§ SET PROBLEM A: List every line of the listing below that contains the string "stem".
++++ SELECTED EXCERPT
Wednesday, February 20, 2008

Street Art and Decay


I have been looking at these piles of bricks for the better part of half a year, and over the past 2 weeks someone organized them into a structure leading up the wall. Blows my mind. Reminds me of Anselm Kiefer, particularly what he did with concrete slabs that is now at Mass MoCA.

I find this to be one of the most impressive street art pieces I have seen in a LONG time. A couple of things that are particularly striking are the use of materials that were already present in the location, and the fact that they could be cleaned up at any particular moment by the owners of the premesis. 

This second point I find particularly of interest, and it really struck me the other day as something I had not really completely formulated until I saw a decaying Swoon piece on Flickr. For some people it is the getting up that matters. Some people are drawn in by how clever the concept can be. For myself it is the decay. And what the decay signifies - particularly in a city like New York.  I see street art as a fast track to antiquity.
++++++++
§ SET PROBLEM B: In the street art post above, what does the writer call street art in its final sentence?
++++ GIVEN RECORDS
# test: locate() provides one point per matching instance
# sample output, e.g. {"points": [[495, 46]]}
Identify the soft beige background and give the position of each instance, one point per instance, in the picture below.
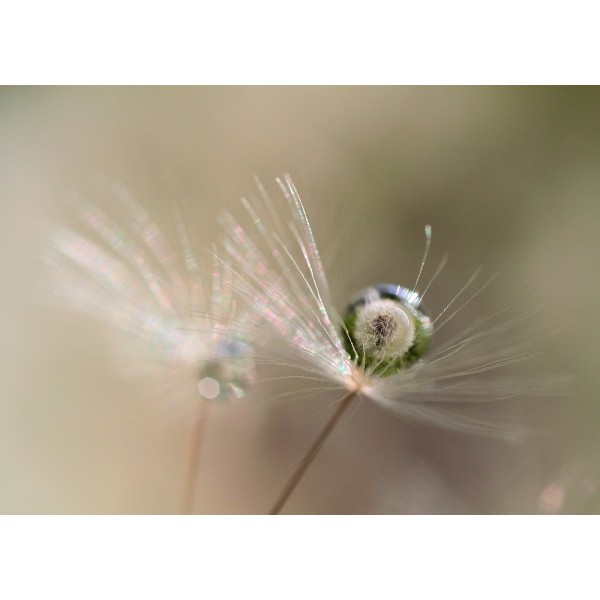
{"points": [[509, 179]]}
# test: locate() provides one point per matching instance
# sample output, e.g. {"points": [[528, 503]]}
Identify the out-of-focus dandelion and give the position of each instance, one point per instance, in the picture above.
{"points": [[131, 279], [379, 349]]}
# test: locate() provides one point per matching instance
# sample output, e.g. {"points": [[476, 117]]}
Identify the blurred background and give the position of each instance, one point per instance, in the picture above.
{"points": [[507, 177]]}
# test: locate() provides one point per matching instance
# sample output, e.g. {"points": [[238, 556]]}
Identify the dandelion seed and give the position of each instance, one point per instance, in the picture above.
{"points": [[131, 279], [382, 348]]}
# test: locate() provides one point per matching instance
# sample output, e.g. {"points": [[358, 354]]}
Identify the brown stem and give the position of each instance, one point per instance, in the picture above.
{"points": [[197, 435], [294, 480]]}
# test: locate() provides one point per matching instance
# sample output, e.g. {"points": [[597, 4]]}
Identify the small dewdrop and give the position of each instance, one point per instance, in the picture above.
{"points": [[229, 374], [384, 329]]}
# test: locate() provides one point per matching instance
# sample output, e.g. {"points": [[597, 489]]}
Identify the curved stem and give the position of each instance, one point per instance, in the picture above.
{"points": [[294, 480], [197, 436]]}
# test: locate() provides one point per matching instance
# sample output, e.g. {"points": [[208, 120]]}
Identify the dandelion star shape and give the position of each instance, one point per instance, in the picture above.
{"points": [[382, 348]]}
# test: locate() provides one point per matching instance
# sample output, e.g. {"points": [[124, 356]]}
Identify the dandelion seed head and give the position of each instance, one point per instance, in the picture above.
{"points": [[385, 330], [382, 347]]}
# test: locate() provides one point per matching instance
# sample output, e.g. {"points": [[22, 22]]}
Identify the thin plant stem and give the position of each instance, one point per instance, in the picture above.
{"points": [[294, 480], [197, 437]]}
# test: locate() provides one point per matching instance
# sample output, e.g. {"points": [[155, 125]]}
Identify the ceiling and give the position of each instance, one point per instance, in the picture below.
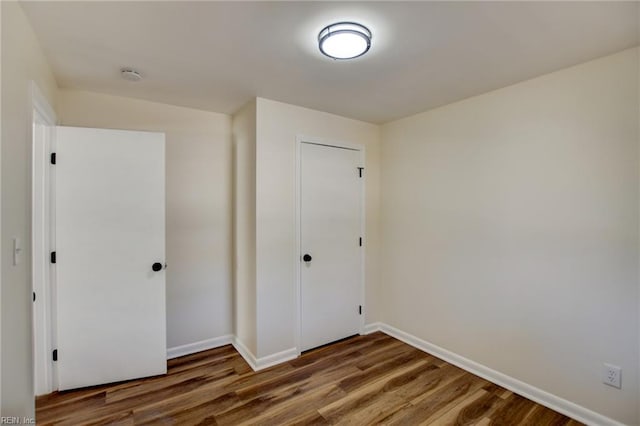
{"points": [[218, 55]]}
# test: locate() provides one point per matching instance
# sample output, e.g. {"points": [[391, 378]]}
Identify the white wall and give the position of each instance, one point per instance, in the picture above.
{"points": [[244, 145], [510, 230], [22, 61], [199, 204], [278, 124]]}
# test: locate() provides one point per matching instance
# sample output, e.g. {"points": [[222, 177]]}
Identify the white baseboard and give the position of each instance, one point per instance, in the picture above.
{"points": [[202, 345], [248, 356], [372, 328], [258, 364], [533, 393]]}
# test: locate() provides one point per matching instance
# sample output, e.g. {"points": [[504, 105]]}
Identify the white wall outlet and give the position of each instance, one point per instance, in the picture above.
{"points": [[17, 251], [612, 375]]}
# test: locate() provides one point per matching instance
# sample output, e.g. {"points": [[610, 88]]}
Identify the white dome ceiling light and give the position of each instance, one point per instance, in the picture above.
{"points": [[130, 74], [344, 40]]}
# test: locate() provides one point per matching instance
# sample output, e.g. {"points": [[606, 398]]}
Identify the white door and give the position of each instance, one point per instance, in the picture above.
{"points": [[330, 232], [109, 232]]}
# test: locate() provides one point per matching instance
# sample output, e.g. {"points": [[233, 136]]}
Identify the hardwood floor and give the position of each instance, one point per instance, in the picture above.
{"points": [[359, 381]]}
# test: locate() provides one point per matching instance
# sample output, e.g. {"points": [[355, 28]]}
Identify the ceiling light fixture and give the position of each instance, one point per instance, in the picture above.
{"points": [[344, 40], [131, 75]]}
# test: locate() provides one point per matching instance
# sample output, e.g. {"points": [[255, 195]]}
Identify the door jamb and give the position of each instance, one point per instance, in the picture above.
{"points": [[300, 139], [43, 282]]}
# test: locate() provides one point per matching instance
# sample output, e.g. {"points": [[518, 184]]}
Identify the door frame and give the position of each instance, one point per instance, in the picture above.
{"points": [[42, 239], [300, 139]]}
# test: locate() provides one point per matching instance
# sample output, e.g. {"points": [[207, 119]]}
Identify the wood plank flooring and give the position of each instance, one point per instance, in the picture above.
{"points": [[363, 380]]}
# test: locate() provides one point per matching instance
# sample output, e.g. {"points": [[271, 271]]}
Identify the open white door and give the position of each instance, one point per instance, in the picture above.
{"points": [[330, 231], [109, 232]]}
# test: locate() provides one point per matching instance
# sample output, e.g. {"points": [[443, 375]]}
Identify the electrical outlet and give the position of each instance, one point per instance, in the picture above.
{"points": [[17, 251], [612, 375]]}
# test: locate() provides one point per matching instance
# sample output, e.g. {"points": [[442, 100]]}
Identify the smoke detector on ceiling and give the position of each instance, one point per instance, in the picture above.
{"points": [[130, 74]]}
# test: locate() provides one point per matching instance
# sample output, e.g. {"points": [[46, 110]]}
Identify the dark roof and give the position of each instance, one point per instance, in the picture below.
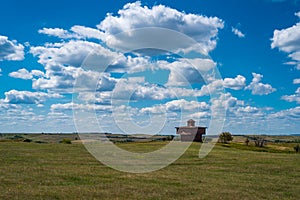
{"points": [[190, 127]]}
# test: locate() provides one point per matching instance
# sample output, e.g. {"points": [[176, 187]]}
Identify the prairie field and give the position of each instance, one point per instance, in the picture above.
{"points": [[30, 170]]}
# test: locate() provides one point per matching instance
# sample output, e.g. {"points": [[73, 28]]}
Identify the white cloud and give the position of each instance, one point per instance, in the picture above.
{"points": [[237, 32], [10, 50], [86, 32], [288, 40], [184, 72], [27, 97], [236, 83], [296, 81], [76, 106], [57, 32], [294, 97], [291, 113], [134, 16], [180, 105], [77, 32], [25, 74], [74, 53], [259, 88]]}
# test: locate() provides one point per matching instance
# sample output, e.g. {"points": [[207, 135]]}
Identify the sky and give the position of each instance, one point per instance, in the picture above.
{"points": [[91, 66]]}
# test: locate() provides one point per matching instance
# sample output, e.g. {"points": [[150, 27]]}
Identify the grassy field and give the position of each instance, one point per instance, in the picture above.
{"points": [[68, 171]]}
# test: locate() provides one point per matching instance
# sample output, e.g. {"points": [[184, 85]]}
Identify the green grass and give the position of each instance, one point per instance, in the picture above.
{"points": [[59, 171]]}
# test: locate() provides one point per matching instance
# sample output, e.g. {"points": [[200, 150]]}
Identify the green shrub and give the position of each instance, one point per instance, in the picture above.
{"points": [[27, 140], [297, 148], [66, 141], [225, 137]]}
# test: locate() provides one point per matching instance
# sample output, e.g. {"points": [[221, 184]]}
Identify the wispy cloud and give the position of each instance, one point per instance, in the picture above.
{"points": [[237, 32]]}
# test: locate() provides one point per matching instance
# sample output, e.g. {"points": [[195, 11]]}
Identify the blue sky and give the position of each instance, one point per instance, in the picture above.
{"points": [[255, 45]]}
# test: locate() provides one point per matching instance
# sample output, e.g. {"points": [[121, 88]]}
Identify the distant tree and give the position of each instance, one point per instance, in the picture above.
{"points": [[247, 141], [260, 141], [66, 141], [225, 137]]}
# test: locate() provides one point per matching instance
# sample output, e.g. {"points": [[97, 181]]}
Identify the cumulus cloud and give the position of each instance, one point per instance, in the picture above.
{"points": [[10, 50], [27, 97], [259, 88], [180, 105], [73, 53], [134, 16], [291, 113], [236, 83], [237, 32], [77, 32], [25, 74], [296, 81], [76, 106], [293, 98], [57, 32], [288, 40], [184, 72]]}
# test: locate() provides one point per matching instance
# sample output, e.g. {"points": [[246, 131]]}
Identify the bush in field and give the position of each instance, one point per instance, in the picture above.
{"points": [[225, 137], [27, 140], [66, 141], [260, 142], [247, 141]]}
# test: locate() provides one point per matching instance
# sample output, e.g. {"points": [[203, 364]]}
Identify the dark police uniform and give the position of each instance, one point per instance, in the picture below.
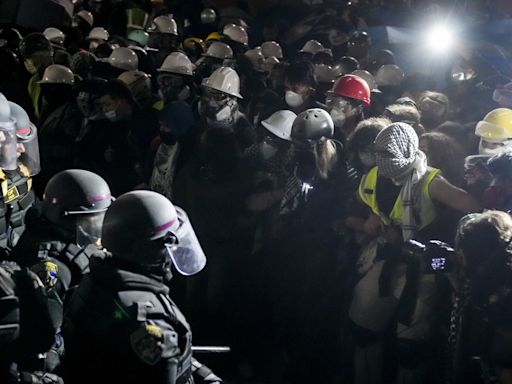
++++++++
§ WRITTEN SOLUTION A:
Identify the brown stem and give the position of each instance, one point per instance, in the picture above.
Identify the curved stem and give the position of each instance, one point per instance, in the picture above.
Identify the thin plant stem and give the position of each instance, one point per instance, in the picture above.

§ WRITTEN SOLUTION B: A fast track to antiquity.